__SCHRIFTLICHE AUFGABE 1__: Erläutern Sie anhand des folgenden Textauszugs über das Licht in ein bis drei Sätzen, weshalb die Manifestation der Gegenstände aneinander als direkt (geradlinig) bezeichnet wird.

Das Licht verhält sich als die allgemeine physikalische Identität zunächst als ein Verschiedenes (§ 275), daher hier Äußeres und Anderes zu der in den anderen Begriffsmomenten qualifizierten Materie, die so als das Negative des Lichts, als ein Dunkles bestimmt ist. Insofern dasselbe ebenso verschieden vom Lichte für sich besteht, bezieht sich das Licht nur auf die Oberfläche dieses so zunächst Undurchsichtigen, welche hierdurch manifestiert wird, aber ebenso untrennbar (ohne weitere Partikularisation glatt) sich manifestierend, d.i. an Anderem scheinend wird. So jedes am Anderen erscheinend und damit nur Anderes an ihm erscheinend, ist dies Manifestieren durch sein Außersichsetzen die abstraktunendliche Reflexion-in-sich, durch welche noch nichts an ihm selbst für sich zur Erscheinung kommt. Damit etwas endlich erscheine, sichtbar werden könne, muß daher auf irgendeine physische Weise weitere Partikularisation (z.B. ein Rauhes, Farbiges usf.) vorhanden sein.


§ 278

[121] Die Manifestation der Gegenstände aneinander, als durch ihre Undurchsichtigkeit begrenzt, ist außersichseiende, räumliche Beziehung, die durch nichts weiter bestimmt, daher direkt (geradlinig) ist. Indem es Oberflächen sind, die sich zueinander verhalten, und diese in verschiedene Lagen treten können, so geschieht es, daß die Manifestation eines sichtbaren Gegenstandes an einem anderen (glatten) sich vielmehr an einem dritten manifestiert usf. (das Bild desselben, dessen Ort dem Spiegel zugeschrieben wird, ist in eine andere Oberfläche, das Auge oder [einen] anderen Spiegel usf., reflektiert). Die Manifestation kann in diesen partikularisierten räumlichen Bestimmungen nur die Gleichheit zum Gesetz haben, – die Gleichheit des Einfallswinkels mit dem Winkel der Reflexion, wie die Einheit der Ebene dieser Winkel; es ist durchaus nichts vorhanden, wodurch die Identität der Beziehung auf irgendeine Weise verändert würde.

__SCHRIFTLICHE AUFGABE 2__: Ändern Sie in der Auflistung den Abschnitt, der mit ihrer ersten Zeile beginnt und mit der Zeile endet, die „[[[397,203],[365,204],[362,232],[398,232]]]“ enthält, indem Sie „landscape painting“ durch „mountain painting“ ersetzen. Geben Sie nur diesen Abschnitt wieder und lassen Sie alles Übrige unverändert.

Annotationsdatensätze

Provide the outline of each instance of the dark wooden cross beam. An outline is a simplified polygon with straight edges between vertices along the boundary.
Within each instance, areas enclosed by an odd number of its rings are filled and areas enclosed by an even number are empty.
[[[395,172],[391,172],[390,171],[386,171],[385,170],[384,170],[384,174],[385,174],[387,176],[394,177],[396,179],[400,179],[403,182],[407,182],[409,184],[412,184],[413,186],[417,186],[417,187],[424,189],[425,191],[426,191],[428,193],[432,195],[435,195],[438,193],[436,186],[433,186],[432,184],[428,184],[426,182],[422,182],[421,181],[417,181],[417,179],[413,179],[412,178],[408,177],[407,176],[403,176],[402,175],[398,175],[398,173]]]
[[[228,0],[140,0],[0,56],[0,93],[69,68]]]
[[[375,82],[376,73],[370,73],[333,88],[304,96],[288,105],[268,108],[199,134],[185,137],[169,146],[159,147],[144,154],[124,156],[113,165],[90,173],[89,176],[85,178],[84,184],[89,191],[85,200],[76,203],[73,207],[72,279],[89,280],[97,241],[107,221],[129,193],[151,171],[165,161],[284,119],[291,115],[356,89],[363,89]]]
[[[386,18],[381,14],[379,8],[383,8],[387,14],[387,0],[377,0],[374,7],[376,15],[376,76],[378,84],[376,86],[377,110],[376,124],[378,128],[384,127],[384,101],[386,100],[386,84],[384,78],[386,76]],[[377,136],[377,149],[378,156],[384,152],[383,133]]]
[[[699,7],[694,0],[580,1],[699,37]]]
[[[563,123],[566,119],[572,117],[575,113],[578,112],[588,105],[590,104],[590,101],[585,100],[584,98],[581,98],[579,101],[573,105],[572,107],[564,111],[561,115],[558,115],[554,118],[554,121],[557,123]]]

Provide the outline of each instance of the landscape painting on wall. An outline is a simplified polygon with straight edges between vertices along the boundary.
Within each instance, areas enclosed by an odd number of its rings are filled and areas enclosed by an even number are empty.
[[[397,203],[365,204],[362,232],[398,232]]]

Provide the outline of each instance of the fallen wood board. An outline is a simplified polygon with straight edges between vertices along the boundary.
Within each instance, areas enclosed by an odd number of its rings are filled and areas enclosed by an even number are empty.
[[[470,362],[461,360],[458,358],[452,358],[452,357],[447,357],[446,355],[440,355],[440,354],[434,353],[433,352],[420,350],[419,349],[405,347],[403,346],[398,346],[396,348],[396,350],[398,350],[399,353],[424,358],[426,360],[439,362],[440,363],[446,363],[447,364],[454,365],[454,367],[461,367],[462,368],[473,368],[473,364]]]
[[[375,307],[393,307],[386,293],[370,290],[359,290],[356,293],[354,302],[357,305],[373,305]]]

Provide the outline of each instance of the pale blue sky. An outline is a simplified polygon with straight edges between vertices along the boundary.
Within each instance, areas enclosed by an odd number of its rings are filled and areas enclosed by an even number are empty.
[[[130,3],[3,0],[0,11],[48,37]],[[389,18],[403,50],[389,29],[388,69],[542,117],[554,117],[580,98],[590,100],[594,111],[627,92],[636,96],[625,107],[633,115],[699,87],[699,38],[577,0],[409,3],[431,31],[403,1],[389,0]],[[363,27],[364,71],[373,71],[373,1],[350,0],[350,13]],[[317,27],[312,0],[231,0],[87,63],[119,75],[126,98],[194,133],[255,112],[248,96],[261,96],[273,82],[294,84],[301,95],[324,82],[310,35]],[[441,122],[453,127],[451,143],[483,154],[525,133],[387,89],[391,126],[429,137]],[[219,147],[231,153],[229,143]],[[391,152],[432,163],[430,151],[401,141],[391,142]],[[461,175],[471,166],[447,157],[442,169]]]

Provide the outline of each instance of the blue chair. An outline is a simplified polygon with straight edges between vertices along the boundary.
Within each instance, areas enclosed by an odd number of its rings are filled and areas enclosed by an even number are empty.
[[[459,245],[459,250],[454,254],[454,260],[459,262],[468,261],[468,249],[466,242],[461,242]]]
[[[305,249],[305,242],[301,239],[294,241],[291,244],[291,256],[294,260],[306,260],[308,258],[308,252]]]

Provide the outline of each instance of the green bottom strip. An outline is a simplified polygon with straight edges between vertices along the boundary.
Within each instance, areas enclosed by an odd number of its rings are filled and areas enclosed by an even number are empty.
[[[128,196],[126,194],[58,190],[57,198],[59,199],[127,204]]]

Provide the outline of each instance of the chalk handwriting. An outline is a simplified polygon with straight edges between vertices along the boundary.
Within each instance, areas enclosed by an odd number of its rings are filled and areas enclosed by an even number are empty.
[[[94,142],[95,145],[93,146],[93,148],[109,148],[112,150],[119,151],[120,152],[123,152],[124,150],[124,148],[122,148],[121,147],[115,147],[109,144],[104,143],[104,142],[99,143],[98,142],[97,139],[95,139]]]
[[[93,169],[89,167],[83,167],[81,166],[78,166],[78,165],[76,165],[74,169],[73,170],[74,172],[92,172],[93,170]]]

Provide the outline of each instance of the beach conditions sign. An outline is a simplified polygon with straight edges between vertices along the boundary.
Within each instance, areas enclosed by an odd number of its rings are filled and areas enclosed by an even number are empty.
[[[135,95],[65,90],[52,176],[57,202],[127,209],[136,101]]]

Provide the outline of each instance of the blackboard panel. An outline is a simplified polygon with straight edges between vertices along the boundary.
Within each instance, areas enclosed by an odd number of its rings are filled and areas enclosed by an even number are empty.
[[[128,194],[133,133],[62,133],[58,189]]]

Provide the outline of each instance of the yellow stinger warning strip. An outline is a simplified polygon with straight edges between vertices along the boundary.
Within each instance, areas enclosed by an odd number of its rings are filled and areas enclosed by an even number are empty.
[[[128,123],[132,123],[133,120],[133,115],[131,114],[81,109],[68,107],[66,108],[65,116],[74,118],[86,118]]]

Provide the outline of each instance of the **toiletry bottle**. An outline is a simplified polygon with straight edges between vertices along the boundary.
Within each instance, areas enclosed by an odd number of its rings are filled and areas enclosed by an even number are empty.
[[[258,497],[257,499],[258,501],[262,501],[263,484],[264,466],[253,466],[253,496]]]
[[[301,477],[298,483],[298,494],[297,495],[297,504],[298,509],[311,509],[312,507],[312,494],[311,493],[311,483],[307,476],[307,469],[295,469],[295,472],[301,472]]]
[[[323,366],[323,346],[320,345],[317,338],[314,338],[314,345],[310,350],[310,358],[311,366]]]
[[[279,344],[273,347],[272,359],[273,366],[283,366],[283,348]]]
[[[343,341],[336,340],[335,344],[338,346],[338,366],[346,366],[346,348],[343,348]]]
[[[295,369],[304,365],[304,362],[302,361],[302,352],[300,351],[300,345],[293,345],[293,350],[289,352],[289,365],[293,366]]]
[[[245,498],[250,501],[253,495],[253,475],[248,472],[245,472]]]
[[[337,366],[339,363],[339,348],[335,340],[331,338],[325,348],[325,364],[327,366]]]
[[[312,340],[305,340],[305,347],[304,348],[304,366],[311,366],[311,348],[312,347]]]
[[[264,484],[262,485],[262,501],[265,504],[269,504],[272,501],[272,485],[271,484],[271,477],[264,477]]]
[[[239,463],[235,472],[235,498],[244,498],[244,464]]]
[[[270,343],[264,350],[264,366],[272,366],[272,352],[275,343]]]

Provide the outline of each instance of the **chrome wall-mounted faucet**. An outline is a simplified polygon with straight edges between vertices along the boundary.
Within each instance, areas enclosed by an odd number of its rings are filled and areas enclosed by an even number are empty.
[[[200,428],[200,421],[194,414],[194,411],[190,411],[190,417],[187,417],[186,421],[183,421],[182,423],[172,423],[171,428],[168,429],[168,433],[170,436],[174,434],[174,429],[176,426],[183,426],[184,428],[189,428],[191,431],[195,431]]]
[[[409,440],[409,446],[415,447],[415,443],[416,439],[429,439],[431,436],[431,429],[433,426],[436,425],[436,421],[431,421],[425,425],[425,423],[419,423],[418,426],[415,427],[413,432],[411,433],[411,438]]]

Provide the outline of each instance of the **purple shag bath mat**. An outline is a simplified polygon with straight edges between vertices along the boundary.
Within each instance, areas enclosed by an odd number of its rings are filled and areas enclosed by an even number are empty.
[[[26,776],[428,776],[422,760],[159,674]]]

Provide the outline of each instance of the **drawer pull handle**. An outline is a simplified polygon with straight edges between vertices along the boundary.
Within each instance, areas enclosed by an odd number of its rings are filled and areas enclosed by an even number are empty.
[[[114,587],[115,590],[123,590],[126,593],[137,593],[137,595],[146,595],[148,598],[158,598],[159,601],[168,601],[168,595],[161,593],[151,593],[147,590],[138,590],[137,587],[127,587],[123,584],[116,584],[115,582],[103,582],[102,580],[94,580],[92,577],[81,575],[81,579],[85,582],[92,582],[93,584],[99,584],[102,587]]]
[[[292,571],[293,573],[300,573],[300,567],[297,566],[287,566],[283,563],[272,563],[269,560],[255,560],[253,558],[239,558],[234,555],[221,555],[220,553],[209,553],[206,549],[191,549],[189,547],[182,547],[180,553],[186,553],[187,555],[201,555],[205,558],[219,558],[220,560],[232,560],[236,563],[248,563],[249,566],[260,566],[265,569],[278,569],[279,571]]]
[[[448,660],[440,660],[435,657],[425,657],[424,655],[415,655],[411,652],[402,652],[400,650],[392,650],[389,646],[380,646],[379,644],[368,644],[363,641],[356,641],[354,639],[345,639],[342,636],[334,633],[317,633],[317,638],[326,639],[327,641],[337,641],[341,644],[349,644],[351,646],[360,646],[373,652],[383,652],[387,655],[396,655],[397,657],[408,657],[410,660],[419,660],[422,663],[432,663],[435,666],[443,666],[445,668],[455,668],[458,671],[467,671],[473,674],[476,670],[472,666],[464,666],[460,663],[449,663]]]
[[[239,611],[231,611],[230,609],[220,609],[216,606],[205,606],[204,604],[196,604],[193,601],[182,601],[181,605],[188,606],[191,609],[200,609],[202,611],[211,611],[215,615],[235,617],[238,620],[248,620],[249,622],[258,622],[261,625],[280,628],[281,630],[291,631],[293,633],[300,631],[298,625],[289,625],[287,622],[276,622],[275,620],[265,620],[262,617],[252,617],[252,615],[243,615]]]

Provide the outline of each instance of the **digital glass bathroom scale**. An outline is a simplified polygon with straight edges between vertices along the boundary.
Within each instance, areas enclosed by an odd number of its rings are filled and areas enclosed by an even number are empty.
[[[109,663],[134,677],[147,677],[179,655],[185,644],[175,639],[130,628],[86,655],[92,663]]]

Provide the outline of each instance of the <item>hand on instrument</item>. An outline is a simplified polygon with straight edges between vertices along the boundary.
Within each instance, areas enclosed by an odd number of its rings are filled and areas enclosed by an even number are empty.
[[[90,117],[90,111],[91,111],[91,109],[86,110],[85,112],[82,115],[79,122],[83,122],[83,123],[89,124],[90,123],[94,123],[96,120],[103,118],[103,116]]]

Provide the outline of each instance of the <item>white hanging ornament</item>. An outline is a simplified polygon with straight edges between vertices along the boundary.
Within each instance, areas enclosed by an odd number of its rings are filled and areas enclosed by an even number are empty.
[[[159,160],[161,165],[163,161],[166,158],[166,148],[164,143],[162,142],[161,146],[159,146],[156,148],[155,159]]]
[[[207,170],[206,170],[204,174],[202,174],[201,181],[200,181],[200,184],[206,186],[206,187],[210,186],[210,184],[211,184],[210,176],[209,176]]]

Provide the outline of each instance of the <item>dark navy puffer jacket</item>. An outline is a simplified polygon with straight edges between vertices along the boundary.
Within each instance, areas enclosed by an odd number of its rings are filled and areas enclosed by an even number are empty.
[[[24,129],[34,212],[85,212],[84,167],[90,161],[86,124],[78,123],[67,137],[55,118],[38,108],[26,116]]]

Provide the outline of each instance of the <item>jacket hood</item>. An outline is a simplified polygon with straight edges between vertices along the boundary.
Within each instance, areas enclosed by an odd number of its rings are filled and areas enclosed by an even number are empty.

__ERGEBNIS DER ÜBUNG 1__: Die Manifestation der Gegenstände aneinander ist durch deren Undurchsichtigkeit begrenzt und daher eine außersichseiende, räumliche Beziehung. Weil diese Beziehung durch nichts weiter bestimmt ist, ist sie direkt, also geradlinig.

__ERGEBNIS DER ÜBUNG 2__:
Provide the outline of each instance of the dark wooden cross beam. An outline is a simplified polygon with straight edges between vertices along the boundary.
Within each instance, areas enclosed by an odd number of its rings are filled and areas enclosed by an even number are empty.
[[[395,172],[391,172],[390,171],[386,171],[385,170],[384,170],[384,174],[385,174],[387,176],[394,177],[396,179],[400,179],[403,182],[407,182],[409,184],[412,184],[413,186],[417,186],[417,187],[424,189],[425,191],[426,191],[428,193],[432,195],[435,195],[438,193],[436,186],[433,186],[432,184],[428,184],[426,182],[422,182],[421,181],[417,181],[417,179],[413,179],[412,178],[408,177],[407,176],[403,176],[402,175],[398,175],[398,173]]]
[[[228,0],[140,0],[0,56],[0,93],[69,68]]]
[[[375,82],[376,73],[370,73],[333,88],[304,96],[288,105],[268,108],[199,134],[185,137],[169,146],[159,147],[144,154],[124,156],[113,165],[90,173],[89,176],[85,178],[84,184],[89,191],[85,200],[76,203],[73,207],[72,279],[89,280],[97,241],[107,221],[129,193],[151,171],[165,161],[284,119],[291,115],[356,89],[363,89]]]
[[[386,18],[381,14],[379,8],[383,8],[387,14],[387,0],[377,0],[374,7],[376,15],[376,76],[378,84],[376,86],[377,110],[376,124],[378,128],[384,127],[384,101],[386,100],[386,84],[384,78],[386,76]],[[377,136],[377,149],[378,156],[384,152],[383,133]]]
[[[699,7],[694,0],[580,1],[699,37]]]
[[[563,123],[566,119],[572,117],[575,113],[578,112],[588,105],[590,104],[590,101],[585,100],[584,98],[581,98],[579,101],[573,105],[572,107],[564,111],[561,115],[558,115],[554,118],[554,121],[557,123]]]

Provide the outline of each instance of the mountain painting on wall. An outline is a simplified polygon with straight edges between vertices along the boundary.
Within each instance, areas enclosed by an odd number of its rings are filled and areas enclosed by an even number are empty.
[[[397,203],[365,204],[362,232],[398,232]]]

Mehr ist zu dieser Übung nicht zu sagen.